►

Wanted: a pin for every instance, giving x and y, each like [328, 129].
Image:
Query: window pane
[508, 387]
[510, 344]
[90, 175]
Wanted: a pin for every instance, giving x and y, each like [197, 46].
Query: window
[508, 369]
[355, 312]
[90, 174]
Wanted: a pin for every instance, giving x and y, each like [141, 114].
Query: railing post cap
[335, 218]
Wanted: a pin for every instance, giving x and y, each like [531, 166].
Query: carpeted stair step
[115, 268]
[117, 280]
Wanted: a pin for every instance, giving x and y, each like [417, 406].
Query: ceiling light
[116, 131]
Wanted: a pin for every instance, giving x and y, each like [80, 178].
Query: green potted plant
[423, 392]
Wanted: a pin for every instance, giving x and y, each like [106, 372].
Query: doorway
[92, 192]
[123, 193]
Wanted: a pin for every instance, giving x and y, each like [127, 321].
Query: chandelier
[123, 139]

◄

Written problem: Rewrite the rows as a two-column CSV with the columns text and answer, starting with the row on the line that contains "like [531, 166]." and going on through the end of the rows. Give one CSV line for each row, with each value in a single quoted field and its line breaks turned into spaces.

Response below:
text,answer
"Wanted: a pin for every instance, giving x and y, each like [531, 166]. Query: carpeted stair step","[115, 268] [117, 280]"
"Wanted: a pin for every instance, giving x and y, each like [417, 406]. Query: ceiling light","[116, 131]"
"Wanted: a pin for every instance, giving x and y, each like [80, 178]. Query: green potted plant","[423, 392]"
"Wanted: a pin for every instance, giving x and y, each like [106, 372]. Query: doorway","[92, 192] [123, 193]"
"Wanted: a pin for every instance, giving x and y, each like [127, 321]. Query: chandelier","[123, 139]"